— Begin Dataset records —
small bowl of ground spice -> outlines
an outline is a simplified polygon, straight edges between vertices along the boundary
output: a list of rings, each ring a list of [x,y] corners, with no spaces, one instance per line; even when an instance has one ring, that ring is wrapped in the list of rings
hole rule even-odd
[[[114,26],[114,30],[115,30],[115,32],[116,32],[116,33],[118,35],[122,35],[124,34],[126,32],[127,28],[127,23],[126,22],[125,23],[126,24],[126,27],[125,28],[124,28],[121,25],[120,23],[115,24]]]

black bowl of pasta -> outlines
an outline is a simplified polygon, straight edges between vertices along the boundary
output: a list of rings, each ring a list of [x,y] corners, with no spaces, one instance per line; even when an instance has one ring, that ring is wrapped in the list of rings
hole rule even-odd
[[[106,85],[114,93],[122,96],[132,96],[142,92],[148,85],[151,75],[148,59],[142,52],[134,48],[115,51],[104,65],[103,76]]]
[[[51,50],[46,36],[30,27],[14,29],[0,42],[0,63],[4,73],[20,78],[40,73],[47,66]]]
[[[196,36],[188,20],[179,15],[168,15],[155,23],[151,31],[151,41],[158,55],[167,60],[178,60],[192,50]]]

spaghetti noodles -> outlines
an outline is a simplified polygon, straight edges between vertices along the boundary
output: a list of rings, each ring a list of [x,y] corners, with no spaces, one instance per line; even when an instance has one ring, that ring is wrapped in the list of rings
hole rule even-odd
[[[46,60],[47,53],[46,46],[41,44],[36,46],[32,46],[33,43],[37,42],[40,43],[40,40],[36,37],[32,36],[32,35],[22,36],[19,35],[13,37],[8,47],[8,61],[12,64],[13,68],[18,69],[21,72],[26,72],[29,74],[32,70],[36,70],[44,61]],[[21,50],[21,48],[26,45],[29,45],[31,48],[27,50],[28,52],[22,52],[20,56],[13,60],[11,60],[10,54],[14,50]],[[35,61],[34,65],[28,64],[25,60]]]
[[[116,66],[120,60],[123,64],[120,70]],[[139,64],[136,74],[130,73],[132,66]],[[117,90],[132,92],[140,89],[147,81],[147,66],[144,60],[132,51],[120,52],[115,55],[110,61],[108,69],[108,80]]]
— End Dataset records —
§ **Problem**:
Recast the rows above as a two-column CSV, with one line per row: put the full text of the row, line breaks replaced by spaces, under the header "instruction", and its complete answer, line breaks replaced by spaces, under the header "response". Enclose every field in double quotes.

§ **Result**:
instruction,response
"small bowl of ground spice -> outlines an outline is a simplified polygon, straight edges between vertices along the boundary output: a list of rings, each ring a list of [x,y] corners, with no spaces, one instance per line; even when an instance has one ring, that ring is wrapped in the list of rings hole rule even-odd","[[[114,26],[114,30],[115,30],[115,32],[116,32],[116,33],[118,35],[122,35],[124,34],[126,32],[127,28],[127,23],[126,22],[125,23],[126,24],[126,27],[125,28],[124,28],[121,25],[120,23],[115,24]]]"
"black bowl of pasta -> outlines an outline is a simplified polygon, straight edges between vertices along the boundary output: a list of rings, each ring a list of [x,y] corners, with no spaces, one instance per line; even when an instance has one ring, that ring is wrapped in the list of rings hole rule even-odd","[[[106,85],[114,93],[122,96],[132,96],[142,92],[148,85],[151,75],[148,59],[142,52],[134,48],[115,51],[104,65],[103,76]]] [[[51,50],[46,36],[30,27],[14,29],[0,42],[0,63],[4,73],[20,78],[40,73],[47,66]]] [[[196,36],[188,20],[179,15],[168,15],[155,23],[151,31],[151,41],[158,55],[167,60],[178,60],[192,50]]]"
"spaghetti noodles -> outlines an outline is a simplified polygon, straight edges between vertices along the boundary output: a list of rings, each ring a list of [x,y] corners, with no spaces, one instance per line; even when an instance has one ring, that ring is wrapped in the list of rings hole rule even-odd","[[[46,60],[47,53],[46,46],[41,44],[36,46],[32,46],[33,43],[37,42],[40,43],[40,40],[36,37],[32,36],[32,35],[22,36],[19,35],[13,37],[8,47],[8,61],[12,64],[13,68],[18,69],[21,72],[26,72],[29,74],[32,70],[36,70],[44,61]],[[21,50],[21,48],[26,45],[29,45],[31,48],[27,50],[28,52],[22,52],[20,56],[13,60],[11,60],[10,54],[14,50]],[[35,61],[34,65],[28,64],[25,60]]] [[[116,66],[120,60],[123,64],[120,70]],[[139,64],[136,74],[130,73],[132,66]],[[117,90],[132,92],[140,89],[147,81],[147,66],[144,60],[132,51],[120,52],[115,55],[110,61],[108,69],[108,80]]]"